What is being asked
Nothing should differ. Repeat every record as written.

Data extracts
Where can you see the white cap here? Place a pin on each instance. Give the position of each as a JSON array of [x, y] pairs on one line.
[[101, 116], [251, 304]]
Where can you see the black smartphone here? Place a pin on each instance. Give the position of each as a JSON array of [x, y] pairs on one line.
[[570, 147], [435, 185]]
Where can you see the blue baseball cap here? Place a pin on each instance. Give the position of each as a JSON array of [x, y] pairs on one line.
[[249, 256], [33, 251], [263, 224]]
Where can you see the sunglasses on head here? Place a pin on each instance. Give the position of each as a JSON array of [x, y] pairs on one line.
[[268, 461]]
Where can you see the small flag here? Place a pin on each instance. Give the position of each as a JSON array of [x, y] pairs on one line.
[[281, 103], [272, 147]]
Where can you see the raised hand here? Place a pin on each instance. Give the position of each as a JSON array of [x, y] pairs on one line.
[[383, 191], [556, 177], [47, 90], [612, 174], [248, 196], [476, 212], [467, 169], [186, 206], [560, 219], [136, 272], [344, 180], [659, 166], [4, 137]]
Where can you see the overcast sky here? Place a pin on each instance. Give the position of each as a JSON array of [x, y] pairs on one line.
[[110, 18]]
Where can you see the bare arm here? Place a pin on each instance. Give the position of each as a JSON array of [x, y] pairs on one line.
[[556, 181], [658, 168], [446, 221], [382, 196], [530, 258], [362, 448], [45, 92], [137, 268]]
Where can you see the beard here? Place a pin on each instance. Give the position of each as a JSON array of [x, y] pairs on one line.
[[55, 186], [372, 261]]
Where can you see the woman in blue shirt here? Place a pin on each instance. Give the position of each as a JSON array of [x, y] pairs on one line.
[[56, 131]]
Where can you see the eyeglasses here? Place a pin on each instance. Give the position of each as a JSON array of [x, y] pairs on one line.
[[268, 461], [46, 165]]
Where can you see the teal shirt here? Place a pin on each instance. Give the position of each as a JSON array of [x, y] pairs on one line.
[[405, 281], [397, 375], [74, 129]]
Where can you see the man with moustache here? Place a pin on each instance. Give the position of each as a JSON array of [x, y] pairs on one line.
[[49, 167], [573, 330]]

Output
Where can you see the white cap here? Place a pin on each instance. Give the position of each as a JSON array of [x, y] pairs on one line.
[[101, 116], [251, 304]]
Where can you see the black smartphone here? Place a pin on each instance. Give the position of each as a JSON array of [x, y] pairs on one line.
[[570, 147], [435, 185]]
Where can you see the blue baseball cap here? Place a pin on each instance. Give the position of each as a JSON array of [x, y] pairs on one line.
[[249, 256], [33, 251], [263, 224]]
Where can you see the sunglasses on head here? Place a pin on each instance. Give the position of each as a JSON array of [x, y] pairs on one line.
[[268, 461]]
Where can you see the small flag here? Place a pin on each instance. Give the position of each as a JSON array of [x, y] pairs on one line.
[[281, 103], [272, 147]]
Where can you see the raised hand here? Place a pin on each instance. Give the position of each as a JSON array of [x, y] pairs on one line.
[[383, 191], [556, 177], [47, 90], [612, 174], [248, 196], [476, 212], [467, 169], [186, 206], [560, 219], [136, 272], [344, 180], [659, 166], [4, 137]]
Where can you see the overcast sky here? Place a pin on each instance. Give the position of each as a JSON array of [x, y] pairs on one line.
[[110, 18]]
Where can you see the bare arm here? Place a pin on each instance. Give the position of each as a JSON array of [x, y] pairs on one line.
[[556, 181], [658, 168], [446, 221], [382, 196], [530, 258], [362, 448], [45, 92], [137, 268]]
Where can you see the beard here? Place a pin on each instance. Give the position of each as a JSON array of [x, y] pairs on one line.
[[55, 186], [372, 261]]
Where can you see the woman in blue shirt here? Place a pin on each instance. Give the position of each as a JSON array of [x, y] pairs on one line.
[[56, 131]]
Where can you see the eyeglasses here? Place a pin on each instance. Give the position of each as a JSON array of [x, y] pairs on one line.
[[268, 461], [46, 165]]
Where can you see the teal shirt here? Place a pin on each instance. Give the position of each as a JSON array of [x, y] pairs on one line.
[[405, 281], [397, 375], [74, 129]]
Where can you see the man with moustache here? Place a pin on each instance. Give the position of each as a JSON array of [x, y] pairs on one line.
[[49, 167], [573, 330]]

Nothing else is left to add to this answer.